### [WRITTEN REQUEST]
Copy the lines from the one containing "Show me the bounding box of the building" to the one containing "326;136;362;158", including both, with no changes.

### [DATA PROVIDED]
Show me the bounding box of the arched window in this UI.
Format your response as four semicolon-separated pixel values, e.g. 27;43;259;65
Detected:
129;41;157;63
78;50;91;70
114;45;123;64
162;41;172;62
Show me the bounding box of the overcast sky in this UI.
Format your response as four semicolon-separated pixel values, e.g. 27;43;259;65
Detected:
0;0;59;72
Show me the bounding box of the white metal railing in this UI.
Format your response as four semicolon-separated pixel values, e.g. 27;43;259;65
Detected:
---
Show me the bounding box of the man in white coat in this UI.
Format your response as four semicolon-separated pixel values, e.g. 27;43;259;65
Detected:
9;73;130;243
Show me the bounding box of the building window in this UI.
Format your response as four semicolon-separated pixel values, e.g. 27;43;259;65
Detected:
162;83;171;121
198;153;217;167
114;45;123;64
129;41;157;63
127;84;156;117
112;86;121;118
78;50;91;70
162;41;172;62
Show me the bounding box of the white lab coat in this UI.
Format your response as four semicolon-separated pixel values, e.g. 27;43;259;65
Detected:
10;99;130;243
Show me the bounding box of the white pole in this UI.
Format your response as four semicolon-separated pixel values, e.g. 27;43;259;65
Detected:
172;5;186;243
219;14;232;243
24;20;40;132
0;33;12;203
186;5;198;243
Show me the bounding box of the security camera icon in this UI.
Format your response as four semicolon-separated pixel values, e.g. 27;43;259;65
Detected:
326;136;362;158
...
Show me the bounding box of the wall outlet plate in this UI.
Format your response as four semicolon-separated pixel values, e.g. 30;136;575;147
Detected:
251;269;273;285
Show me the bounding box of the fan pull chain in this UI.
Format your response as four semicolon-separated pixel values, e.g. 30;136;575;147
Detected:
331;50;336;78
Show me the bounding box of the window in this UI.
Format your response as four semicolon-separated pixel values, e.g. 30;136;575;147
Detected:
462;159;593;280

### [ANSWER TO THIS PROBLEM]
Show me the bounding box of the building window in this UI.
Format your response as four semicolon-separated pixel values, e.g. 27;43;259;65
Detected:
162;83;171;121
198;153;217;167
114;45;123;64
129;41;157;63
127;84;156;117
112;86;121;118
78;50;91;70
162;41;172;62
Show me the bounding box of the white lab coat in this UI.
Format your response as four semicolon-separated pixel values, e.g. 27;43;259;65
Detected:
10;99;130;243
Show me the bounding box of the white pole in this UI.
Format your response as four semicolon-separated pixel values, e.g. 27;43;259;65
Detected:
172;5;186;243
219;14;232;243
24;20;40;132
0;33;12;203
186;5;198;243
Show me the bounding box of the security camera icon in this UI.
Format your response as four semicolon-separated pixel values, e.g. 27;43;259;65
Detected:
326;136;362;158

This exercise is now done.